▶ [GIVEN PASSAGE]:

start

One of physics lab assignments I gave my students was to see if students could use a camera to capture a sequence of images of a projectile, plot the elevation of the projectile from the photographs, determine the constants in the parabolic equation for the height of the projectile, and, in so doing, determine the velocity at which the projectile was launched.

I offered my old, digital Pentax SLR that can take up to seven pictures in quick sequence and be set to fully manual. A digital video camera with a detailed timestamp would have been ideal, but we did not have one available at the time.

Now the easy way of getting the velocity data would be to estimate the heights (h) of the ball from the image using some sort of known reference (in this case the whiteboard), and determine the time between each photograph (Δt) by photographing a stopwatch using the same shutterspeed settings. After all, the average velocity of the ball between two images would be:

$! \bar{v} = \frac{\Delta h}{\Delta t}$

The reference whiteboard is four feet tall (1.22 m) in real life, but 51 pixels tall in the image. Using this ratio (i.e. 1.22 m = 51 px) we can convert the heights of the ball from pixels to meters:

elevations — Table 1. Table showing the conversion of the height of the ball in pixels to elevation (in meters).

Unfortunately, I think my students forgot to do the pictures of the stopwatch to get Δt, the time between each photograph. Since the lab reports are due on Monday, and it’s the weekend now I’m curious to see what they come up with.

However, I was wondering if they could use just the elevation data to back out the Δt. So I gave it a try myself. Even the easiest way of solving this problem is not trivial, in fact, I ended up resorting to Excel’s iterative solver to find the answers. While this procedure probably goes a little beyond what I expect from the typical high school physics student, more advanced students who are taking calculus might benefit.

Procedure

We took the reference whiteboard (1.21 m tall), a soccer ball, and the camera outside. The whiteboard was leant vertically against the post of the soccer goal. The ball was thrown vertically by a student standing next to the whiteboard (see Figure 1) while pictures were taken. The camera’s shutterspeed was 1/250th of a second. The distance from the camera to the person throwing the ball (and to the whiteboard) were not measured.

The procedure was repeated several times, but only one trail was used in this analysis.

The images were loaded onto a computer, and the program GIMP was used to determine the distance, in pixels, from the ground to the projectile. The size of the reference whiteboard, in pixels, was used to calculate the height of the soccer ball in meters.

The elevations measured off the photographs were then used to calculate the release velocity, time between snapshots, and maximum height of the ball.

end

▶ [AIM 1]: For each statement, say whether it agrees with the projectile lab passage, and quote the passage's words that decide it: (a) The camera's shutter speed was set to 1/250th of a second. (b) The distance from the camera to the whiteboard was measured. (c) GIMP was used to find the distance in pixels from the ground to the ball.
▶ [AIM 2]: Write what comes next in the projectile lab passage, starting after its final sentence.
These lines have no connection to the projectile lab passage.

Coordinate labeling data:
start

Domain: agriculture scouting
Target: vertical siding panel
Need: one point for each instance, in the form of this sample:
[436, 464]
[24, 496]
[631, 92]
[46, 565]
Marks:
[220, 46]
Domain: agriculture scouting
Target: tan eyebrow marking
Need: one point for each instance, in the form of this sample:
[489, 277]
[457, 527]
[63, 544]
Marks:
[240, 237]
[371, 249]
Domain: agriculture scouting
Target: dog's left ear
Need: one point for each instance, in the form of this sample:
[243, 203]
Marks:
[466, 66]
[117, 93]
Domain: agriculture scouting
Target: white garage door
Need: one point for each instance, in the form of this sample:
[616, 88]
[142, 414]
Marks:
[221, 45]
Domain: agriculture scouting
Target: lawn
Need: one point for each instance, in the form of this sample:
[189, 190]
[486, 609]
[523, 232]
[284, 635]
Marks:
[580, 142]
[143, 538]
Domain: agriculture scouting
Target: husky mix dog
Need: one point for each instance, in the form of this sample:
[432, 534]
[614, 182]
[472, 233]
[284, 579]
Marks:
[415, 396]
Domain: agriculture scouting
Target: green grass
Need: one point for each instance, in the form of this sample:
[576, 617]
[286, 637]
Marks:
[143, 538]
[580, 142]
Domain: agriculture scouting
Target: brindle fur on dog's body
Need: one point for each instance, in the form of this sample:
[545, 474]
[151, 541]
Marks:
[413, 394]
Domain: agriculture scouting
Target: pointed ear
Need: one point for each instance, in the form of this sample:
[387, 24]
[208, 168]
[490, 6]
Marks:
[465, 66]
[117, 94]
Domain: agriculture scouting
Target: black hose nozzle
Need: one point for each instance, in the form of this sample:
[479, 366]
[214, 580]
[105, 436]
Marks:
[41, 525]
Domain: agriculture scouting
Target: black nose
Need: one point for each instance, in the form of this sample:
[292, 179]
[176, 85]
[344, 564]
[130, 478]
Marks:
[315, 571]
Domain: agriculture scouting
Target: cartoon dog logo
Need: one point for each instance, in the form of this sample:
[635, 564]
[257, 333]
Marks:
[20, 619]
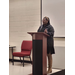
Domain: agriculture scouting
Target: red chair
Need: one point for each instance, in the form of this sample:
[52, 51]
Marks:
[25, 51]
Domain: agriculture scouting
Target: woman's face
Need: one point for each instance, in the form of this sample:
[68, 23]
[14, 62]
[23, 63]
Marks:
[45, 21]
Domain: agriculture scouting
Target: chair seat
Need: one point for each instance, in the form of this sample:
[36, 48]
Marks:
[21, 54]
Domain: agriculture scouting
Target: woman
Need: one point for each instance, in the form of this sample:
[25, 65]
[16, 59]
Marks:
[47, 28]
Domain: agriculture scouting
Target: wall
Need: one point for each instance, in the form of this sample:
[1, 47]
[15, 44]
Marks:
[24, 16]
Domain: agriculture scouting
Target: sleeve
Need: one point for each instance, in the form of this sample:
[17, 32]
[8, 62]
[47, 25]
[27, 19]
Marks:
[51, 31]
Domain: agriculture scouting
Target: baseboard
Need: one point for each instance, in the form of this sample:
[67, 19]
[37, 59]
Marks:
[25, 61]
[62, 72]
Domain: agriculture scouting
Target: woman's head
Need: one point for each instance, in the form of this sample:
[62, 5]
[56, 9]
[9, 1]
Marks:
[46, 21]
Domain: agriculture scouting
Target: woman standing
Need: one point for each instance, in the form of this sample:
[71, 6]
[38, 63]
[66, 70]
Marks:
[47, 28]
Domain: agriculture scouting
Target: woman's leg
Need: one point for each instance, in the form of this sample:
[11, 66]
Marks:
[49, 63]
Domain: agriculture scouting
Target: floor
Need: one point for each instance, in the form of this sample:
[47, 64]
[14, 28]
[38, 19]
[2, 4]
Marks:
[18, 69]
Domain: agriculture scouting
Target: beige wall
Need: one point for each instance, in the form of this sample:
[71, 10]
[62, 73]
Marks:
[24, 16]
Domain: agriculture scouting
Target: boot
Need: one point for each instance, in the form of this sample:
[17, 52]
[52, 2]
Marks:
[49, 63]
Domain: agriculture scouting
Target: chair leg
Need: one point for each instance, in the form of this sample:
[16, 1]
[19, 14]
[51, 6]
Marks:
[12, 60]
[23, 61]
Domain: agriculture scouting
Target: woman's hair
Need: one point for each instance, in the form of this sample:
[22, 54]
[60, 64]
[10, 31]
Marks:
[47, 20]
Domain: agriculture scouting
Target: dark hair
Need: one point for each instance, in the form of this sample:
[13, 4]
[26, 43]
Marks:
[47, 20]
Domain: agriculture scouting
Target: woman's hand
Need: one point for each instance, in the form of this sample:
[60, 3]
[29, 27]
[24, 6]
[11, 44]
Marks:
[45, 31]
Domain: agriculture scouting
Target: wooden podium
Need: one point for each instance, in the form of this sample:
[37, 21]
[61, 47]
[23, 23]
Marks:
[39, 53]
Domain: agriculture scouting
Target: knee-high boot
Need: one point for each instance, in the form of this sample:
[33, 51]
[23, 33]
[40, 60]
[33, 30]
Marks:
[49, 63]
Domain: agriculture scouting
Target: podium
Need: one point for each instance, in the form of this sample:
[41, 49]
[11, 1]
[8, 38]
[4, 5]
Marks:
[39, 53]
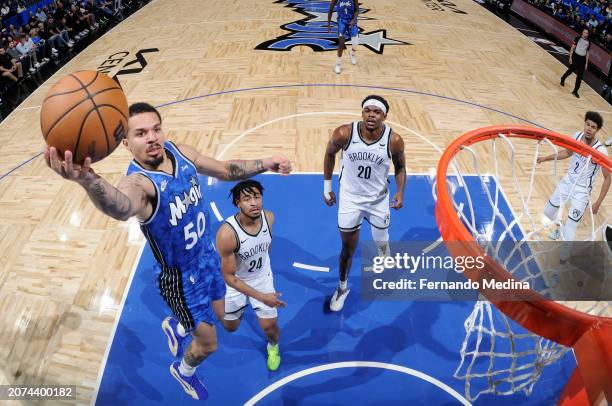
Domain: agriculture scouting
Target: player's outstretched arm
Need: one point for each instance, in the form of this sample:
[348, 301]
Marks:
[235, 169]
[605, 187]
[399, 163]
[129, 198]
[339, 139]
[226, 245]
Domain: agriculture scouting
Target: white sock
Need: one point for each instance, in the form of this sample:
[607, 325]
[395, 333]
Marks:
[181, 330]
[185, 369]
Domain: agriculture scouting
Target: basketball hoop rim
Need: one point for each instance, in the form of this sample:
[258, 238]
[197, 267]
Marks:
[542, 316]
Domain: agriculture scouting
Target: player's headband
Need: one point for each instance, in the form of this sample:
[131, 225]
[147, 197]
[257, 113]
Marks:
[375, 103]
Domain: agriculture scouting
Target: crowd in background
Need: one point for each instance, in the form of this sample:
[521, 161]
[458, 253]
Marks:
[38, 37]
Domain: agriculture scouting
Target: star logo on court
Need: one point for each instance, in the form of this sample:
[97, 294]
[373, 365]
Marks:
[312, 30]
[376, 40]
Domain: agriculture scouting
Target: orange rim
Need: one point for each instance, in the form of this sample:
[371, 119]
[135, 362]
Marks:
[537, 314]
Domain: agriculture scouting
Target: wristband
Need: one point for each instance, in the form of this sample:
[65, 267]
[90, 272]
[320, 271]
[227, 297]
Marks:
[327, 188]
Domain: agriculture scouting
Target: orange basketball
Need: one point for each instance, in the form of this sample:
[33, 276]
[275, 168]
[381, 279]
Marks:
[85, 112]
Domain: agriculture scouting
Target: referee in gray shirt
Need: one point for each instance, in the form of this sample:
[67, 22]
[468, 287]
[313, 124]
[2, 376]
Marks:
[579, 59]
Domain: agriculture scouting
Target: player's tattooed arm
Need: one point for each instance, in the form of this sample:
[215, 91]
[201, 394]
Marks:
[239, 169]
[399, 163]
[129, 198]
[339, 140]
[235, 169]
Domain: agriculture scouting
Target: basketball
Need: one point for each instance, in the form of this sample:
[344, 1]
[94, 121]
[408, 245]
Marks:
[86, 112]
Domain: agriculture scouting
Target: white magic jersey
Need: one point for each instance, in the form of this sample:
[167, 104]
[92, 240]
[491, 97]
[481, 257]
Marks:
[252, 259]
[365, 167]
[581, 172]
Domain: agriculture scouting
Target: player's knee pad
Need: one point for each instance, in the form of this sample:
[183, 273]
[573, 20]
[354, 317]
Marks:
[551, 211]
[569, 229]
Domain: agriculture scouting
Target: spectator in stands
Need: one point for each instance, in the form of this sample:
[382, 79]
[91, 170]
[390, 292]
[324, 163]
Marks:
[59, 12]
[21, 7]
[592, 23]
[43, 50]
[55, 38]
[26, 47]
[41, 16]
[83, 23]
[10, 66]
[51, 46]
[102, 8]
[63, 32]
[14, 32]
[579, 60]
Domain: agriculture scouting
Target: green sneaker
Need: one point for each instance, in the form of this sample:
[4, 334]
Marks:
[273, 357]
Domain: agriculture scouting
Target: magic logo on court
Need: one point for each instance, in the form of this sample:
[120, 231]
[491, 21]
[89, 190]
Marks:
[123, 64]
[311, 30]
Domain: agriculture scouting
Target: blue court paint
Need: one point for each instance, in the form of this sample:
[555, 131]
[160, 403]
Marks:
[425, 336]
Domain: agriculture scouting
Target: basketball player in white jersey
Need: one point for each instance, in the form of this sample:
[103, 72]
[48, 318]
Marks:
[368, 147]
[243, 242]
[578, 183]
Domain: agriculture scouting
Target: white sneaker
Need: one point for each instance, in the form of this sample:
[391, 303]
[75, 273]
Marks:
[338, 298]
[555, 234]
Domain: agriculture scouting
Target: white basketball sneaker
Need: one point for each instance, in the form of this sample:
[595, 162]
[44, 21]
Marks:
[555, 234]
[338, 298]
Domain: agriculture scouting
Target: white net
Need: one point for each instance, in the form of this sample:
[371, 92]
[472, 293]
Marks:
[497, 355]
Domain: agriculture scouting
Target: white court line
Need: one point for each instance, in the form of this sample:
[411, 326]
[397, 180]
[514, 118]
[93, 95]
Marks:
[311, 267]
[313, 113]
[213, 206]
[116, 323]
[357, 364]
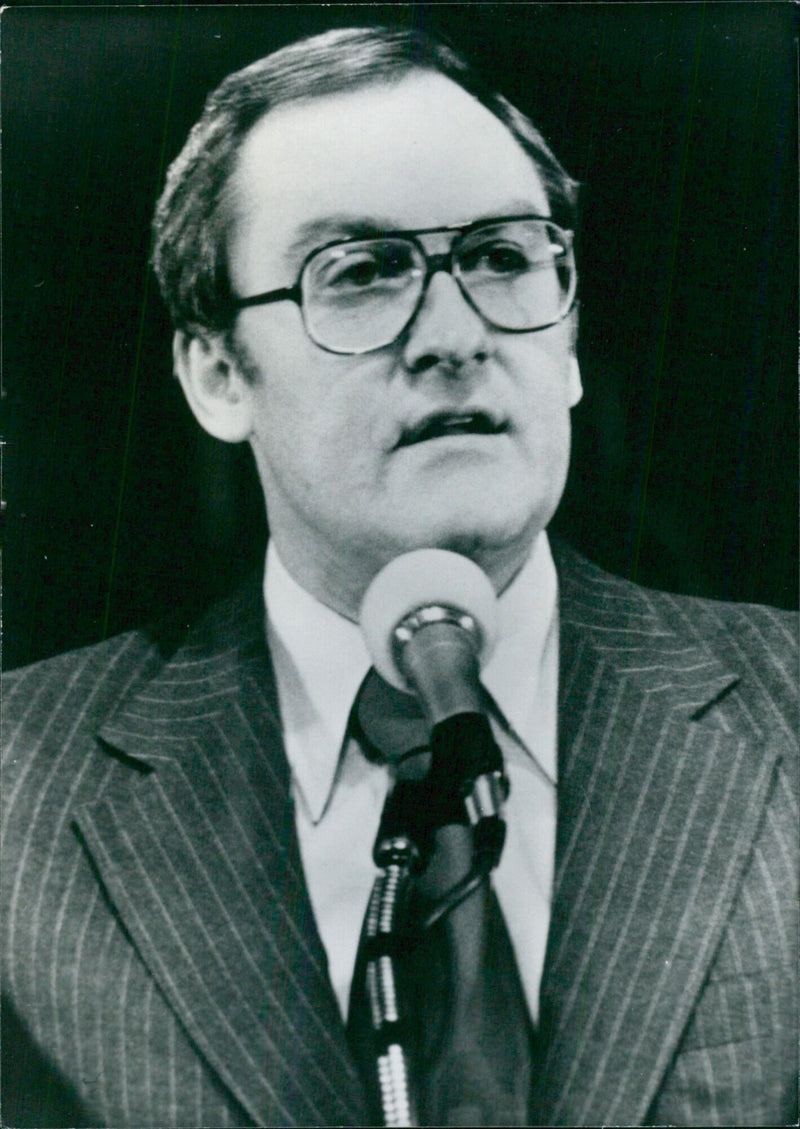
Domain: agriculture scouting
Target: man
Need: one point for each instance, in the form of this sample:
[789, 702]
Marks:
[368, 260]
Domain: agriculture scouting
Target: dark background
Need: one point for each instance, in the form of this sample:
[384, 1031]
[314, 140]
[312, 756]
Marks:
[680, 122]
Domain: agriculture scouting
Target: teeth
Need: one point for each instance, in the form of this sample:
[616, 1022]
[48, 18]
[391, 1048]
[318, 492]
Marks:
[471, 422]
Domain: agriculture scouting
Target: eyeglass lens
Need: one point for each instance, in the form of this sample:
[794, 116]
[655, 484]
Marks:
[361, 295]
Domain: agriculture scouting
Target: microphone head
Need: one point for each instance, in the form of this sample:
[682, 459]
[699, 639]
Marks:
[419, 579]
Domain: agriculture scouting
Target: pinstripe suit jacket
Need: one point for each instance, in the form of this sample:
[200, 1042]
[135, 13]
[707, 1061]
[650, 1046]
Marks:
[161, 964]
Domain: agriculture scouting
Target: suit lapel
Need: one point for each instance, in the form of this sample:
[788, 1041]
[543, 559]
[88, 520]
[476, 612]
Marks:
[659, 801]
[196, 850]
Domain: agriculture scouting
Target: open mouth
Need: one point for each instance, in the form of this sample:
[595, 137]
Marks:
[442, 425]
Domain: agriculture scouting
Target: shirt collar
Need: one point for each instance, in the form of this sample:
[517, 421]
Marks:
[321, 659]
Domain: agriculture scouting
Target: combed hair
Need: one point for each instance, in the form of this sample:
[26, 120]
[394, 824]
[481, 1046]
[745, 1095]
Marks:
[192, 217]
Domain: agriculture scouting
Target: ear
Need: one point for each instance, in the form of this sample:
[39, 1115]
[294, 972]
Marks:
[574, 384]
[213, 385]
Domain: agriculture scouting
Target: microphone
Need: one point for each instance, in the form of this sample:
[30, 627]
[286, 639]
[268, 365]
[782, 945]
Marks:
[430, 619]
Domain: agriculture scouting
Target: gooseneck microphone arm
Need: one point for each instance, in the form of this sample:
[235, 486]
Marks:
[429, 618]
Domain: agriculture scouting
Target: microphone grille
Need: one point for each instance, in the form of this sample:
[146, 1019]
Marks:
[424, 578]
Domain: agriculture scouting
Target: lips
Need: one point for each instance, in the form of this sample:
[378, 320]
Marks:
[442, 425]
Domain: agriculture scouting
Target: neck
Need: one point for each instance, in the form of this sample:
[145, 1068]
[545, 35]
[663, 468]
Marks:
[341, 586]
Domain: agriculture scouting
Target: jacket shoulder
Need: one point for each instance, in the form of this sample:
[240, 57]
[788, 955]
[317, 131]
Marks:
[58, 700]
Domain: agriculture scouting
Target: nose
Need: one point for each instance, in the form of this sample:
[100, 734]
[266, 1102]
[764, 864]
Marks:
[446, 330]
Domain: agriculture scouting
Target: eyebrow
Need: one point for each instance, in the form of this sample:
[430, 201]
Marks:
[340, 225]
[344, 225]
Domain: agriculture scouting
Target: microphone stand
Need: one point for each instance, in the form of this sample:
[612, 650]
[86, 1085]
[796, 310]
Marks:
[436, 651]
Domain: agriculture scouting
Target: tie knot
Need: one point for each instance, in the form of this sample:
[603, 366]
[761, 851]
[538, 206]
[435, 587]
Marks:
[390, 727]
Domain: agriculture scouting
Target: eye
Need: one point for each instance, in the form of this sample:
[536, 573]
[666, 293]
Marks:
[495, 257]
[361, 267]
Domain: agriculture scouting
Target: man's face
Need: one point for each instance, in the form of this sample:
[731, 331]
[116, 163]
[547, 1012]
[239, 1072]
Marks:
[346, 487]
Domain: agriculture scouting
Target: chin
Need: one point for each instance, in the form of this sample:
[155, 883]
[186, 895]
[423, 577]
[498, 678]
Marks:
[482, 537]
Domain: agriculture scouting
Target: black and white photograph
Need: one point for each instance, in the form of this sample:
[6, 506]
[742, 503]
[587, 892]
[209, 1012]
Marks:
[400, 604]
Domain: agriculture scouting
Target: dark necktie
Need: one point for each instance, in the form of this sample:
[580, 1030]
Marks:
[459, 1014]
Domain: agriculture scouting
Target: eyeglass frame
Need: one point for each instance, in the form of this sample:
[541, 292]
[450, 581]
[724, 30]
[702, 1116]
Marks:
[444, 261]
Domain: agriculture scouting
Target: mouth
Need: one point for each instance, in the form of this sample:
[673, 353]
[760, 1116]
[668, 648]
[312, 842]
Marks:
[445, 425]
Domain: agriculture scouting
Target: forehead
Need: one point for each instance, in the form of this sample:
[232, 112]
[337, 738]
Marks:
[418, 152]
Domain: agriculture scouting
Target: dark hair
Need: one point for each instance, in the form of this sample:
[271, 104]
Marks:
[192, 220]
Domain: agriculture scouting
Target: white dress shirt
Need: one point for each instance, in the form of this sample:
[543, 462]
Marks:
[321, 659]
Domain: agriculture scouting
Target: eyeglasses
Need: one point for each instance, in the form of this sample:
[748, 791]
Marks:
[358, 295]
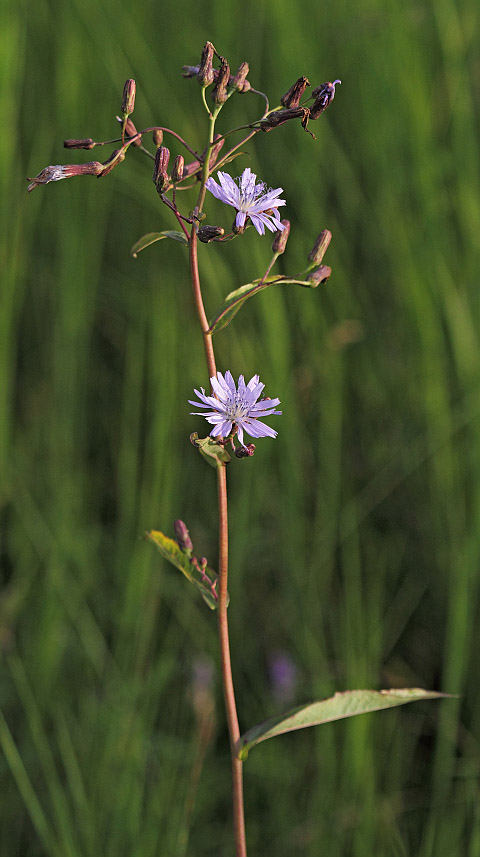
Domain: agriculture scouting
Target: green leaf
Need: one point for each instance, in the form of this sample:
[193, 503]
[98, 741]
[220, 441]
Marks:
[152, 237]
[347, 704]
[174, 554]
[236, 299]
[211, 450]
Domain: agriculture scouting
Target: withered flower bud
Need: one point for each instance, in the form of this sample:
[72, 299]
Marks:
[239, 80]
[219, 91]
[128, 100]
[323, 95]
[281, 238]
[178, 166]
[57, 172]
[88, 143]
[130, 131]
[245, 451]
[279, 117]
[160, 175]
[320, 247]
[205, 71]
[294, 94]
[319, 275]
[115, 158]
[209, 233]
[182, 536]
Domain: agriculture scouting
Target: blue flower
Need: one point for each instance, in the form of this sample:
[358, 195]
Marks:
[236, 409]
[250, 199]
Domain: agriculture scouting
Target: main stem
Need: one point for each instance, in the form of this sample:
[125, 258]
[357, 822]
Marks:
[227, 679]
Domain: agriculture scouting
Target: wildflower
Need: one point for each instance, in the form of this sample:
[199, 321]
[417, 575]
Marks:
[235, 409]
[250, 199]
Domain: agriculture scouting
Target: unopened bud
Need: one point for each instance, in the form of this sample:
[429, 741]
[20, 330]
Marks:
[319, 275]
[294, 94]
[239, 81]
[320, 247]
[178, 166]
[219, 91]
[160, 175]
[245, 451]
[209, 233]
[205, 72]
[281, 238]
[79, 144]
[182, 536]
[115, 158]
[323, 95]
[279, 117]
[128, 100]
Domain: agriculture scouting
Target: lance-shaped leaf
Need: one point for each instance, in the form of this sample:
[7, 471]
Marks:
[236, 299]
[205, 582]
[152, 237]
[347, 704]
[211, 450]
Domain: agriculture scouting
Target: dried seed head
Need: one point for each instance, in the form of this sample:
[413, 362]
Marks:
[279, 117]
[182, 536]
[320, 247]
[128, 100]
[294, 94]
[57, 172]
[281, 238]
[209, 233]
[323, 95]
[239, 80]
[160, 175]
[319, 275]
[205, 71]
[178, 167]
[219, 91]
[79, 144]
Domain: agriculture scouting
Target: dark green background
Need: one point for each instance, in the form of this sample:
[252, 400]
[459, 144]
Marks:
[355, 536]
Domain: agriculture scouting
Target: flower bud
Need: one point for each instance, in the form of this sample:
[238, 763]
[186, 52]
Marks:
[219, 91]
[278, 117]
[182, 536]
[245, 451]
[320, 247]
[79, 144]
[323, 95]
[294, 94]
[128, 100]
[160, 175]
[239, 80]
[281, 238]
[209, 233]
[178, 166]
[319, 275]
[205, 71]
[57, 172]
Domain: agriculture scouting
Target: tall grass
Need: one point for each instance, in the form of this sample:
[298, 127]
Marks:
[355, 536]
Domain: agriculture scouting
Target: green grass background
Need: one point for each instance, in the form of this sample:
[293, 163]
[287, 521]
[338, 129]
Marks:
[355, 536]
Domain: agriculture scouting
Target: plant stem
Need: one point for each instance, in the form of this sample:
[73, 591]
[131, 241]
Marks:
[227, 680]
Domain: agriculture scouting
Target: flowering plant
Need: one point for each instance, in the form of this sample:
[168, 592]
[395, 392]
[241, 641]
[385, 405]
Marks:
[234, 409]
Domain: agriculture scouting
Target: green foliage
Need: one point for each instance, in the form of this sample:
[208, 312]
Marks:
[354, 535]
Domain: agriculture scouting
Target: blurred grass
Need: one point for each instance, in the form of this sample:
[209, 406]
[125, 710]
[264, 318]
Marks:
[355, 537]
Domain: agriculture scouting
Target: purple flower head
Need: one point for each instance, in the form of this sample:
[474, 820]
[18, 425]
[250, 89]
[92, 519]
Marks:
[236, 408]
[250, 199]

end

▶ [RESPONSE 1]:
(a) Yes: "The camera’s shutterspeed was 1/250th of a second."
(b) No: "The distance from the camera to the person throwing the ball (and to the whiteboard) were not measured."
(c) Yes: "the program GIMP was used to determine the distance, in pixels, from the ground to the projectile."

▶ [RESPONSE 2]:
The Equation for Elevation

I started with the fact that once the ball is released, the only force acting on it is the force of gravity. Since the mass of the ball does not change we only have to consider the acceleration due to gravity (-9.8 m/s²). I also neglect air resistance to make things easier.

Finding the Velocity Equation

Start with the fact that, acceleration is the rate of change of velocity with time. You can write it in the differential form:

$! a = \frac{dv}{dt} = -9.8$

so we integrate with respect to time to get the equation for velocity as a function of time:

$! v(t) = \int -9.8 dt$

$! v(t) = -9.8 t + c$

where c is an unknown constant. What we do know though, is that at the beginning, when the ball is just launched, time is zero (t = 0) so c_v becomes the initial velocity (v₀) at which the ball is thrown:

at t = 0, v(0) = v₀:
$! v_0 = -9.8 (0) + c$

$! v_0 = c$

So our velocity equation becomes:

$! v(t) = -9.8 t + v_0$

Finding the height equation

Now since we know that velocity is the rate of change of distance (in this case height) with time:

$! v(t) = \frac{dh}{dt} = -9.8 t + v_0$

so we integrate again to find the height equation:

$! \frac{dh}{dt} = -9.8 t + v_0$
$! h(t) = \int (-9.8 t + v_0) dt$
$! h(t) = \frac{-9.8 t^2}{2} + v_0 t + c$

Similar to what we did with the velocity equation, to find the new constant c we consider what happens at the start time, when the ball is launched, and t = 0 and h(0) = h₀;

$! h_0 = \frac{-9.8 (0)^2}{2} + v_0 (0) + c$

so:
$! h_0 = c$

The constant is equal to the initial height of the ball — the height of the ball when it’s thrown. So we end up with the final equation:

$! h(t) = \frac{-9.8 t^2}{2} + v_0 t + h_0$

Results

Solving all the unknowns

At this point, although we have an equation for the height of the ball, we don’t know the initial velocity (v₀), nor do we know the initial height of the ball when it’s released (h₀). And we still don’t know the time when the ball is at each position.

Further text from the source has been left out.